## start Document passage

This patch adds the redundant subflows support for __mptcp_push_pending().
Use mptcp_sched_get_send() wrapper instead of mptcp_subflow_get_send()
in it.

Check the subflow scheduled flags to test which subflow or subflows are
picked by the scheduler, use them to send data.

Signed-off-by: Geliang Tang <geliang.tang@suse.com>
---
 net/mptcp/protocol.c | 96 +++++++++++++++++++++++++-------------------
 net/mptcp/protocol.h | 10 +++++
 2 files changed, 65 insertions(+), 41 deletions(-)

diff --git a/net/mptcp/protocol.c b/net/mptcp/protocol.c
index 8888de922475..be62126d7c63 100644
--- a/net/mptcp/protocol.c
+++ b/net/mptcp/protocol.c
@@ -1530,61 +1530,75 @@ void mptcp_check_and_set_pending(struct sock *sk)
 
 void __mptcp_push_pending(struct sock *sk, unsigned int flags)
 {
-	struct sock *prev_ssk = NULL, *ssk = NULL;
+	struct mptcp_data_frag *dfrag, *last_dfrag = NULL;
 	struct mptcp_sock *msk = mptcp_sk(sk);
-	struct mptcp_sendmsg_info info = {
-				.flags = flags,
-	};
+	struct mptcp_subflow_context *subflow;
 	bool do_check_data_fin = false;
-	struct mptcp_data_frag *dfrag;
+	int last_sent = 0;
 	int len;
 
-	while ((dfrag = mptcp_send_head(sk))) {
-		info.sent = dfrag->already_sent;
-		info.limit = dfrag->data_len;
-		len = dfrag->data_len - dfrag->already_sent;
-		while (len > 0) {
-			int ret = 0;
-
-			prev_ssk = ssk;
-			ssk = mptcp_subflow_get_send(msk);
+	if (!mptcp_sched_get_send(msk))

## end Document passage
## start Raw data

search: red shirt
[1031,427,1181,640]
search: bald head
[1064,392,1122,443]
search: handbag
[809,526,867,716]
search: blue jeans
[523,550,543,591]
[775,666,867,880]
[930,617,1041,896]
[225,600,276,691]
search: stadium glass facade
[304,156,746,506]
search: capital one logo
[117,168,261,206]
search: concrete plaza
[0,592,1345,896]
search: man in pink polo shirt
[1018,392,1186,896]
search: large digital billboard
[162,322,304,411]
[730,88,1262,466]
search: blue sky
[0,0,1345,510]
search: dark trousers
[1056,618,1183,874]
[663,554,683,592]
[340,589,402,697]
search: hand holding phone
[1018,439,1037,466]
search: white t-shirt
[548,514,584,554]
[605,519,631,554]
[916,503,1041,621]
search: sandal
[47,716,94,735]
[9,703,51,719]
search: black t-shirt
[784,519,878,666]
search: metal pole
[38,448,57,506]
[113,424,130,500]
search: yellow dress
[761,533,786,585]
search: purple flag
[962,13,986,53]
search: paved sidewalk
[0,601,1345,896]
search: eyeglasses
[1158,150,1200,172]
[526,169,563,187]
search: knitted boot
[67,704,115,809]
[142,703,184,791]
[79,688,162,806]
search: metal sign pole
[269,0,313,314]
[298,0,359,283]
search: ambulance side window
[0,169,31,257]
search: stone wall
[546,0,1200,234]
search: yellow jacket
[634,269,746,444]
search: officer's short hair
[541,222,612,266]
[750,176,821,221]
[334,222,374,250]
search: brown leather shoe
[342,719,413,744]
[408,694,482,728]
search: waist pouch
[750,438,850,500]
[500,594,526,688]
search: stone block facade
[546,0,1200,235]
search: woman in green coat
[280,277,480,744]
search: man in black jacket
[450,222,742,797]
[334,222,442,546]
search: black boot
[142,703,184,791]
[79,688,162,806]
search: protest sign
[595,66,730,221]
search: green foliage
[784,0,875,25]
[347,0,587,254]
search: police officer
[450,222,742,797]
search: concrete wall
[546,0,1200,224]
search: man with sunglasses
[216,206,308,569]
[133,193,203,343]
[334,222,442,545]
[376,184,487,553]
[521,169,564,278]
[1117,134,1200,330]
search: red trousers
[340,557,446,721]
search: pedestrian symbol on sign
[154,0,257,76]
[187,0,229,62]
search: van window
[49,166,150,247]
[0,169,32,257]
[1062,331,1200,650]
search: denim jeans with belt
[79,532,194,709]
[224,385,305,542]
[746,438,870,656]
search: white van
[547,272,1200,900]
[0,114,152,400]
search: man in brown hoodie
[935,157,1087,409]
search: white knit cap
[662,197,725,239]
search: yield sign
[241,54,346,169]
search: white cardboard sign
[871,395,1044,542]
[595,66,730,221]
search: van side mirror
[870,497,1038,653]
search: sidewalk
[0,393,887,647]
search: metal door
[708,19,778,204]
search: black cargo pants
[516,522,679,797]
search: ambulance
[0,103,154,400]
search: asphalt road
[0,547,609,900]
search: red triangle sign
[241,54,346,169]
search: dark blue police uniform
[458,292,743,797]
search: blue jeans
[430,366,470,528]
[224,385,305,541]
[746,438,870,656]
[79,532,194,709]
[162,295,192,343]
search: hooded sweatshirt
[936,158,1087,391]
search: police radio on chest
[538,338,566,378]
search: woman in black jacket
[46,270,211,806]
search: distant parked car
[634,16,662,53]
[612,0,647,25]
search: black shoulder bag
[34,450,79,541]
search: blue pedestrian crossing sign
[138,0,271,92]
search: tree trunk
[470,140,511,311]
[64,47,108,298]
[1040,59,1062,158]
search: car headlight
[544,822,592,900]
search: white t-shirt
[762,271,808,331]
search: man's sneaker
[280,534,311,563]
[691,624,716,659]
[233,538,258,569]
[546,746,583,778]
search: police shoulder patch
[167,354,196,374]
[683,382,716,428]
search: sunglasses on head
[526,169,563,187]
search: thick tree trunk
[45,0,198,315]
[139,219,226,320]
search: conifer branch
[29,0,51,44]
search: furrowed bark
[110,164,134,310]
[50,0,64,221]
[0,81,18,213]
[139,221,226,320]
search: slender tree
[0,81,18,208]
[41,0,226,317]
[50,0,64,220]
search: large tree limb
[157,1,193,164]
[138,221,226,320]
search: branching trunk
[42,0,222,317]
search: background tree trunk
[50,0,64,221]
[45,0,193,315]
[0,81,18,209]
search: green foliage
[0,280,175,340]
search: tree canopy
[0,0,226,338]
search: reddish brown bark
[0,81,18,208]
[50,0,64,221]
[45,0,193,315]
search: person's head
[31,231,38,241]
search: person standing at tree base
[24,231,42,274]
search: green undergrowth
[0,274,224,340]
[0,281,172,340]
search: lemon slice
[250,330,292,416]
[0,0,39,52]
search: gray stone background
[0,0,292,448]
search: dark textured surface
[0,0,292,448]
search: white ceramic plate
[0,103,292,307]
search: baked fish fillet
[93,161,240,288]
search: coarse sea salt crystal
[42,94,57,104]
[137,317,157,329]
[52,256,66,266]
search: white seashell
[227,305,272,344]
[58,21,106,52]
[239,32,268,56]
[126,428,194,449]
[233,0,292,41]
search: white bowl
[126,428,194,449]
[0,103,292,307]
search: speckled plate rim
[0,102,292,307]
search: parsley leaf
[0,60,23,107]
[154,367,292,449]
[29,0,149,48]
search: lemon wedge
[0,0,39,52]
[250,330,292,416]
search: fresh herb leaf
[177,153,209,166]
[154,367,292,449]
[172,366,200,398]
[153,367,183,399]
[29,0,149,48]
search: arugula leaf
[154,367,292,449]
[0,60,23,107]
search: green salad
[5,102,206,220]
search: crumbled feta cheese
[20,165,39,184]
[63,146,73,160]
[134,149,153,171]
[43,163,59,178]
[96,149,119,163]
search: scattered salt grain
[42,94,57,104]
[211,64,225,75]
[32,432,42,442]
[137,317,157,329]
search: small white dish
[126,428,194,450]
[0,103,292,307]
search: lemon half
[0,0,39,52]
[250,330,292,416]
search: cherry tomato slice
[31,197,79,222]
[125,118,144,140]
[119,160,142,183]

## end Raw data

Written problem A:
Switch "insertions" to "additions" in the MPTCP patch, starting with "Signed-off-by: Geliang Tang" and going on through "insertions(+), 41 deletions(-)", and give that stretch back.
Written problem B:
Carry on the MPTCP patch from its last line shown.

Exercise output A:
Signed-off-by: Geliang Tang <geliang.tang@suse.com>
---
 net/mptcp/protocol.c | 96 +++++++++++++++++++++++++-------------------
 net/mptcp/protocol.h | 10 +++++
 2 files changed, 65 additions(+), 41 deletions(-)

Exercise output B:
+		goto out;
 
-			/* First check. If the ssk has changed since
-			 * the last round, release prev_ssk
-			 */
-			if (ssk != prev_ssk && prev_ssk)
-				mptcp_push_release(prev_ssk, &info);
-			if (!ssk)
-				goto out;
+	mptcp_for_each_subflow(msk, subflow) {
+		if (!__mptcp_subflow_active(subflow))
+			continue;
 
-			/* Need to lock the new subflow only if different
-			 * from the previous one, otherwise we are still
-			 * helding the relevant lock
-			 */
-			if (ssk != prev_ssk)
-				lock_sock(ssk);
+		if (READ_ONCE(subflow->scheduled)) {
+			struct sock *ssk = mptcp_subflow_tcp_sock(subflow);
+			struct mptcp_sendmsg_info info = {
+				.flags = flags,
+			};
 
-			ret = mptcp_sendmsg_frag(sk, ssk, dfrag, &info);
-			if (ret <= 0) {
-				if (ret == -EAGAIN)
-					continue;
-				mptcp_push_release(ssk, &info);
+			dfrag = mptcp_send_head(sk);
+			if (!dfrag)
 				goto out;
-			}
 
-			do_check_data_fin = true;
-			info.sent += ret;
-			len -= ret;
+			lock_sock(ssk);
+
+			do {
+				info.sent = dfrag->already_sent;
+				info.limit = dfrag->data_len;
+				len = dfrag->data_len - dfrag->already_sent;
+				last_dfrag = dfrag;
+				last_sent = 0;
+				while (len > 0) {
+					int ret = 0;
+
+					ret = mptcp_sendmsg_frag(sk, ssk, dfrag, &info);
+					if (ret <= 0) {
+						if (ret == -EAGAIN)
+							continue;
+						mptcp_push_release(ssk, &info);
+						goto out;
+					}
+
+					do_check_data_fin = true;
+					info.sent += ret;
+					last_sent += ret;
+					len -= ret;
+				}
+			} while ((dfrag = mptcp_next_frag(sk, dfrag)));
+
+			mptcp_push_release(ssk, &info);
+			msk->last_snd = ssk;
+			mptcp_subflow_set_scheduled(subflow, false);
+		}
+	}
 
-			mptcp_update_post_push(msk, dfrag, ret);
+	while((dfrag = mptcp_send_head(sk))) {
+		if (!last_dfrag || !last_sent)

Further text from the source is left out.